◆ SELECTED EXTRACT
Precision oncology emerged when genomics and new therapies converged. Genomics grew exponentially, fueled by next-generation sequencing, and gave insights into cancer physiology. This knowledge enabled the rational design of targeted therapies. Precision oncology draws from an understanding of cancer biology and an increasing collection of biomarkers and associated therapies to choose the best treatment for each patient.
Despite the undeniable success of precision oncology in multiple cancers, difficulties remain. Matching a cancer mutation to a single drug has limited utility. Many drugs that succeeded in phase I/II trials failed later phase III trials. Even for effective therapies, predicting who will benefit is difficult. Some have voiced concerns that precision oncology is not feasible outside a few well-publicized examples. Here we suggest a few ways to go forward.
In the first publication, we showed that it is not enough to consider pathogenic mutations of the EGFR gene to predict response to EGFR-directed treatment. Many patients present with concurrent mutations in other genes. Most of these mutations have no apparent effect on treatment response, but some can cause primary resistance via cellular pathways which bypass the drug's action. The second publication showed that lung adenocarcinoma with a low allelic frequency of the EGFR mutation is associated with shorter progression-free survival. The low allelic frequency is an indirect sign of subclonal expansion, meaning that the tumor is heterogeneous. Cancer cells which do not carry the mutation are less likely to respond to therapy.
The third work exemplified the use of copy number analysis in addition to DNA mutation testing. Based on an exceptional case, we presented a hypothesis to explain benefit from treatment with palbociclib and suggested how this can be applied in future trials. In the fourth publication, we developed a multi-cancer biomarker of liver metastasis from gene expression data. Pan-cancer biomarkers are difficult to identify but can reveal underlying biology. Gene expression biomarkers are particularly sensitive to batch effects and other sources of bias and are currently under-utilized.
Several challenges remain. As we showed in the first two publications, the cancer co-mutation patterns and tumor heterogeneity are challenges for the implementation of precision oncology. We believe that the accumulation of data, the integration of algorithmic decision support, and the implementation of new assays will help overcome these difficulties. In accordance with this view, our future projects are focused on biomarker discovery and tumor classification, most recently with the integration of single-cell RNA sequencing and digital pathology.

(Point-per-instance localization data)
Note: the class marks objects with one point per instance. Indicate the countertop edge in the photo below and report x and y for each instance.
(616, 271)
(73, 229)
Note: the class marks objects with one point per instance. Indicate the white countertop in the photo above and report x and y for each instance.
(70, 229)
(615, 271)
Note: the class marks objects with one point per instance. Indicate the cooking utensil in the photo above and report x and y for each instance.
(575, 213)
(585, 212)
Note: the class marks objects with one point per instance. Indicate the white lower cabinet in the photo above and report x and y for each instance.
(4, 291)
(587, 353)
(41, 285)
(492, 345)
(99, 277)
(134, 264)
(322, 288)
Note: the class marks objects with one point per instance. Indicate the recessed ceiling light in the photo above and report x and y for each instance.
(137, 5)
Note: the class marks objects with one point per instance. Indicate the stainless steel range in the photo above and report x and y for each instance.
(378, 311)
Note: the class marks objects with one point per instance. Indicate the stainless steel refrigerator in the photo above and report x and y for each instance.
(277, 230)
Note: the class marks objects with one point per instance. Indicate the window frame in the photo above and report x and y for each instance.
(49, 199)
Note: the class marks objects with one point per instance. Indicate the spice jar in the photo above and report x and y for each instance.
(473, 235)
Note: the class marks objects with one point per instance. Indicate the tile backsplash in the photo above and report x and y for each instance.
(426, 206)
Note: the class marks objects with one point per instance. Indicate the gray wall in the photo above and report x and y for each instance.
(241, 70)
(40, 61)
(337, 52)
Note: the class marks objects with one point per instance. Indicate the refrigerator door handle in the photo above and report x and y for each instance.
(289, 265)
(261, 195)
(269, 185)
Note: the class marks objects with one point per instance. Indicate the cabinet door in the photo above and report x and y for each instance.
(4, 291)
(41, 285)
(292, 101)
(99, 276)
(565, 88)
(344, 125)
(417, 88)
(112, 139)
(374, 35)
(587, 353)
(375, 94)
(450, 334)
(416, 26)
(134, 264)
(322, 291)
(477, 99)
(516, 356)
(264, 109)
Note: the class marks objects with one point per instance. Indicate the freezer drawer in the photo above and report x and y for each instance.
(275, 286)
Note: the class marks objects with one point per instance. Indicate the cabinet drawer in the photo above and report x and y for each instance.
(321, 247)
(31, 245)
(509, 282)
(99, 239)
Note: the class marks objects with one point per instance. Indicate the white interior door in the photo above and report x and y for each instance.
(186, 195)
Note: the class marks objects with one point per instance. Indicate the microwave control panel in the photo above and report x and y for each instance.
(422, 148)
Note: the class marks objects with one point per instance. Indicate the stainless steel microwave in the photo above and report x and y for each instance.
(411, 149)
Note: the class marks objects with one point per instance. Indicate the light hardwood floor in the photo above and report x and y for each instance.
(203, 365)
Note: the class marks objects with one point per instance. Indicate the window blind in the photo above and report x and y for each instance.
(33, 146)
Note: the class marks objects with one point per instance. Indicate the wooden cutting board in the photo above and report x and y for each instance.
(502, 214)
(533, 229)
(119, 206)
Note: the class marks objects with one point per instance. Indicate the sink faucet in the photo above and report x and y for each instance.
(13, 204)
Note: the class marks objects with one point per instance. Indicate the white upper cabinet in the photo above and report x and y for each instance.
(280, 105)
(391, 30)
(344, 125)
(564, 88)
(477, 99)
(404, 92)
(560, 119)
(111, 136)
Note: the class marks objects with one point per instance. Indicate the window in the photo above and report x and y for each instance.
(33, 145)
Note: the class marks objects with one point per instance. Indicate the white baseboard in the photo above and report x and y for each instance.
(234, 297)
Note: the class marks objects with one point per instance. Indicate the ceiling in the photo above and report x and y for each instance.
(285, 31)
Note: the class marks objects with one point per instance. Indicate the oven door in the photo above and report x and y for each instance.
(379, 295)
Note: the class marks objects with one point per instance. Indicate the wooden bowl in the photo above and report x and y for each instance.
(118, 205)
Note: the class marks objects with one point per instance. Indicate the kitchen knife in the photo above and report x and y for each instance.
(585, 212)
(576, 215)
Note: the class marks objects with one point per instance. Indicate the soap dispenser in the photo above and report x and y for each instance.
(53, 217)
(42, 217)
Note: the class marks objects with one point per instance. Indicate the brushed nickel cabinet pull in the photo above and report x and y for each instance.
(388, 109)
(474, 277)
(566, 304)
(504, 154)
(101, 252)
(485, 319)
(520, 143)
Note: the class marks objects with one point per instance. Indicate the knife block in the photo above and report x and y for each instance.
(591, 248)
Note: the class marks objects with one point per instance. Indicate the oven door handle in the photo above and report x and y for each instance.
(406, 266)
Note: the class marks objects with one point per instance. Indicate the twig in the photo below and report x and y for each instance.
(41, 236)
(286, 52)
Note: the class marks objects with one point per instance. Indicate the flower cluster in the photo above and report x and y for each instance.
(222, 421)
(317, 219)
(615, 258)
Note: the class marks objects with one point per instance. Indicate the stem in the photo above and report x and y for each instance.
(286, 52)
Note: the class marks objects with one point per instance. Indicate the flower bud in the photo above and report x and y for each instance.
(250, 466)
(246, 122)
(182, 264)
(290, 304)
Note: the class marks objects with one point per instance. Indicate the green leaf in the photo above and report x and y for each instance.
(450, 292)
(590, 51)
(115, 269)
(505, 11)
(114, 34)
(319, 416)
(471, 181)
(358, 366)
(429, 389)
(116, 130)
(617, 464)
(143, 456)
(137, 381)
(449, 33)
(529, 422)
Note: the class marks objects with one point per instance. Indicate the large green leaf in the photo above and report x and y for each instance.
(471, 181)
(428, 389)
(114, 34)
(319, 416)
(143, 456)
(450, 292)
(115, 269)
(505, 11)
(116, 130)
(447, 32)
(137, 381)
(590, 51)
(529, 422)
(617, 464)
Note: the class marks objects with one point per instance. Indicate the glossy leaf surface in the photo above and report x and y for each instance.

◆ EXERCISE INSTRUCTIONS
- a) Name the things that the passage on precision oncology says the authors believe will help overcome the difficulties posed by co-mutation patterns and tumor heterogeneity.
- b) Output the stretch of the passage on precision oncology from "In the first publication, we" through "respond to therapy.", copied word for word.

◆ SOLUTIONS TO THE TASKS
- a)
- the accumulation of data
- the integration of algorithmic decision support
- the implementation of new assays

- b)
In the first publication, we showed that it is not enough to consider pathogenic mutations of the EGFR gene to predict response to EGFR-directed treatment. Many patients present with concurrent mutations in other genes. Most of these mutations have no apparent effect on treatment response, but some can cause primary resistance via cellular pathways which bypass the drug's action. The second publication showed that lung adenocarcinoma with a low allelic frequency of the EGFR mutation is associated with shorter progression-free survival. The low allelic frequency is an indirect sign of subclonal expansion, meaning that the tumor is heterogeneous. Cancer cells which do not carry the mutation are less likely to respond to therapy.